**TEXTE PRÉSENTÉ**
________

À l’écart désormais incontournable en analyse du travail (Daniellou & Béguin, 2004 ; Daniellou, Laville & Teiger, 1983) entre travail prescrit et travail réel – dans lequel se déploie l’activité réalisée – la clinique de l’activité, dans une perspective développementale, propose de distinguer activité réalisée et réelle de l’activité : l’activité réalisée par un professionnel n’a pas le monopole du réel de l’activité (Clot, 1999). Précisons : l’activité réalisée n’est qu’une part du réel de l’activité. Ce qui ne se fait pas, ce que l’on ne fait plus, ce que l’on cherche à faire sans y parvenir, les activités empêchées, contrariées font également partie de l’activité. L’activité réalisée par un professionnel est donc le résultat d’un arbitrage, non forcément conscient, entre plusieurs actions possibles. Autrement dit, en reprenant les mots de Vygotski (2017) auteur à partir duquel la méthodologie en clinique de l’activité s’appuie en partie, on peut dire que « l’homme est plein à chaque minute de possibilités non réalisées » (p. 76).

Pour le psychologue russe en effet, la compréhension du fonctionnement psychologique n’est possible que par les moyens détournés d’un développement « provoqué » (Vygotski, 1994). Si « c’est uniquement en mouvement qu’un corps montre ce qu’il est » (Vygotski, 1978, p. 64‑65), c’est seulement au travers d’une expérience de transformation que l’activité psychologique peut livrer ses secrets. Le développement ne peut ainsi devenir l’objet de la psychologie que s’il est aussi sa méthode [2] celle qui sert aux sujets à découvrir ce dont ils sont capables en comparant ce qu’ils font à ce qu’ils pourraient faire d’autre. Ainsi, cette voie méthodologique ne vise pas à décrire ce que sont les sujets, mais à éprouver avec eux ce qu’ils pourraient devenir. L’expérimentation vygotskienne cherche ainsi à trouver les conditions générales sous lesquelles se produit quelque chose de nouveau.

________

**DONNÉES FOURNIES**
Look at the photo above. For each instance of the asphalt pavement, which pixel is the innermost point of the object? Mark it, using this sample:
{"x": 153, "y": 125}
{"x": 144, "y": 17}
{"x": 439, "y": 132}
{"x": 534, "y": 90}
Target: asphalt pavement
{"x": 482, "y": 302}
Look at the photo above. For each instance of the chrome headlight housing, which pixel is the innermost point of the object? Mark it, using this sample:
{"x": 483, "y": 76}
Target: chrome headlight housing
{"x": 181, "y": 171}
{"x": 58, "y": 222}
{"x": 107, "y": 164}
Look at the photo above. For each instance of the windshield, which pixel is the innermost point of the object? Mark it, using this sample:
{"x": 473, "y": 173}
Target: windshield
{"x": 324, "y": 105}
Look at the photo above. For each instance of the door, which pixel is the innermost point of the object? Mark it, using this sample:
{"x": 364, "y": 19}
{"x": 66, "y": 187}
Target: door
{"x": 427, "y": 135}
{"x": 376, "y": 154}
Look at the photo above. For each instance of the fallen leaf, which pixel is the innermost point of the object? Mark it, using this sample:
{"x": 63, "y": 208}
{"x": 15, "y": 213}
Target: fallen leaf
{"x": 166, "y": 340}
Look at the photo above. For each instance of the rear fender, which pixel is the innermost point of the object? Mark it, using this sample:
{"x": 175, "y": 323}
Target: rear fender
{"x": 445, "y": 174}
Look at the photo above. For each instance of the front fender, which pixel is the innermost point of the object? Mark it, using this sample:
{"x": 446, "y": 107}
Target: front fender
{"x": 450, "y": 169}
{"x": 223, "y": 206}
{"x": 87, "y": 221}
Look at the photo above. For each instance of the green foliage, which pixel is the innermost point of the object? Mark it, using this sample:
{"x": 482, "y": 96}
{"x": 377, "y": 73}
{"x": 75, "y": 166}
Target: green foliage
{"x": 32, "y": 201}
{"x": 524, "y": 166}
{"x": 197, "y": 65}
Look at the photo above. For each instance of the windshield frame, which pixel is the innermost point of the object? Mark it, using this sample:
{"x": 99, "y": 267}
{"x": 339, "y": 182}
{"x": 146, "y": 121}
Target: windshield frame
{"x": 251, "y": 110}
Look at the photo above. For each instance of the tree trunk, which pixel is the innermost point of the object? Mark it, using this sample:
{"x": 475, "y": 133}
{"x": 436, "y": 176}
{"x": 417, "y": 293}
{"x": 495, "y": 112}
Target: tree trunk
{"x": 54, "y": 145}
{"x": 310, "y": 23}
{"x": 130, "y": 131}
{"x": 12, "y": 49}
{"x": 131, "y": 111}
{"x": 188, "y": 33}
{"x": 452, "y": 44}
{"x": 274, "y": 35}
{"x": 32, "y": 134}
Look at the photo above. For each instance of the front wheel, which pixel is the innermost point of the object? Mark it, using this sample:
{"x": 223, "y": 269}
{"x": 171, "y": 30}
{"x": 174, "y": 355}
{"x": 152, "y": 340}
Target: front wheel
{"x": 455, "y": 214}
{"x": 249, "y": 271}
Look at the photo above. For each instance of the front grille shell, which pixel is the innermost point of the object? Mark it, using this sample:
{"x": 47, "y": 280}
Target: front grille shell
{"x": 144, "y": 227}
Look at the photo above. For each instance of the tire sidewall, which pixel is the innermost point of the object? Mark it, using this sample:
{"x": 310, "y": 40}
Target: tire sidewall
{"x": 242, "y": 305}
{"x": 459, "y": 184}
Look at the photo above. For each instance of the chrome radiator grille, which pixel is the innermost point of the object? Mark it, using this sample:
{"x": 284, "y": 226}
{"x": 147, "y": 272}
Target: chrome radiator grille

________

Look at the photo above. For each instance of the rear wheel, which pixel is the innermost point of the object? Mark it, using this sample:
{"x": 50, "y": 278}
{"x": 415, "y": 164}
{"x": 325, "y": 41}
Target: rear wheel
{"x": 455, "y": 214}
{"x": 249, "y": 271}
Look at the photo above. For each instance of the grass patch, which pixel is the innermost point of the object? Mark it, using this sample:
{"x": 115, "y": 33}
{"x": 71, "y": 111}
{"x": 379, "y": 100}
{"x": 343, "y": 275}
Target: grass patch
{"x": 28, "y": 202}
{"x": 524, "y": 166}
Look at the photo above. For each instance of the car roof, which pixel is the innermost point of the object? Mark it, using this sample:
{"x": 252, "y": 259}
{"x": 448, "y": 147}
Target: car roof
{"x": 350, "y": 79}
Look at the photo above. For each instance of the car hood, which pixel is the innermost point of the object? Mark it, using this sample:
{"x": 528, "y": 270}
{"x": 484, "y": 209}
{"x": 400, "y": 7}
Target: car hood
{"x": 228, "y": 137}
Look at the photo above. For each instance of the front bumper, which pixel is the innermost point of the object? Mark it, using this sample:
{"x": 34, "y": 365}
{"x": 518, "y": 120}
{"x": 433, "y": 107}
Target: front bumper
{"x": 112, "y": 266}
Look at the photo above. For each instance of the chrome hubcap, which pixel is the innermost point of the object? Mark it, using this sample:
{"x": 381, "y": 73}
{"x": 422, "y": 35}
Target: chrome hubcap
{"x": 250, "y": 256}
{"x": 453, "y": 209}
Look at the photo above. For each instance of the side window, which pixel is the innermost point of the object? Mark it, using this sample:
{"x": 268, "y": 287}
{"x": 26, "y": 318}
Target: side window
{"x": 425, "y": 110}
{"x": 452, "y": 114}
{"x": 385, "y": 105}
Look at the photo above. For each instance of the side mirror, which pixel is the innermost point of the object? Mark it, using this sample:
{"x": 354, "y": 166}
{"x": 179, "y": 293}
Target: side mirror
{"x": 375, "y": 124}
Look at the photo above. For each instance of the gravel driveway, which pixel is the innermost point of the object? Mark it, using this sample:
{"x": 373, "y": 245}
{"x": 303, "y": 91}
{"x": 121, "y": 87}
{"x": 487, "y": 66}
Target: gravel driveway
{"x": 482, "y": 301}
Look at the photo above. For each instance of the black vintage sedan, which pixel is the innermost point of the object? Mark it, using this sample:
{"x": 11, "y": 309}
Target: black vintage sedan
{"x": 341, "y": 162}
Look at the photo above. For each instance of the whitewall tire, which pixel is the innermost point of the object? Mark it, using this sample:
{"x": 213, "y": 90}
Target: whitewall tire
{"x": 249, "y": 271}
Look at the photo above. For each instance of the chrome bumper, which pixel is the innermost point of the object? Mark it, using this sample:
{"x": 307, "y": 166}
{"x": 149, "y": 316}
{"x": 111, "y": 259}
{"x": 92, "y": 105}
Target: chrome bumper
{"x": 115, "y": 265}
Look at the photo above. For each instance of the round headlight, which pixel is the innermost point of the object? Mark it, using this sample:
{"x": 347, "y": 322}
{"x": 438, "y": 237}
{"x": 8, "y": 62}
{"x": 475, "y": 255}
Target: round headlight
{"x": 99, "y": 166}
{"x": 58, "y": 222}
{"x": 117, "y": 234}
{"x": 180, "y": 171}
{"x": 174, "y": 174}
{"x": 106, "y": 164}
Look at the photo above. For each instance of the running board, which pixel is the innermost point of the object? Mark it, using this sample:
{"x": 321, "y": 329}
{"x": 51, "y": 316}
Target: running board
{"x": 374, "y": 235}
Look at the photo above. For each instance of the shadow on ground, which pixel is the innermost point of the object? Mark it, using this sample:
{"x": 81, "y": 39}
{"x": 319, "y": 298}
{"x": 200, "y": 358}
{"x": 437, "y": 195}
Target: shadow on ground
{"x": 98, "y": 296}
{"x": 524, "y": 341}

________

**TÂCHES À RÉALISER**
A. Recopiez sans rien changer le passage du texte sur la clinique de l'activité qui s'ouvre sur les mots « Pour le psychologue » et se clôt sur « chose de nouveau. ».
B. Relevez tous les noms de famille d'auteurs cités dans le texte sur la clinique de l'activité, chacun une seule fois.

**RÉPONSES FOURNIES**
A.
Pour le psychologue russe en effet, la compréhension du fonctionnement psychologique n’est possible que par les moyens détournés d’un développement « provoqué » (Vygotski, 1994). Si « c’est uniquement en mouvement qu’un corps montre ce qu’il est » (Vygotski, 1978, p. 64‑65), c’est seulement au travers d’une expérience de transformation que l’activité psychologique peut livrer ses secrets. Le développement ne peut ainsi devenir l’objet de la psychologie que s’il est aussi sa méthode [2] celle qui sert aux sujets à découvrir ce dont ils sont capables en comparant ce qu’ils font à ce qu’ils pourraient faire d’autre. Ainsi, cette voie méthodologique ne vise pas à décrire ce que sont les sujets, mais à éprouver avec eux ce qu’ils pourraient devenir. L’expérimentation vygotskienne cherche ainsi à trouver les conditions générales sous lesquelles se produit quelque chose de nouveau.

B. Daniellou, Béguin, Laville, Teiger, Clot, Vygotski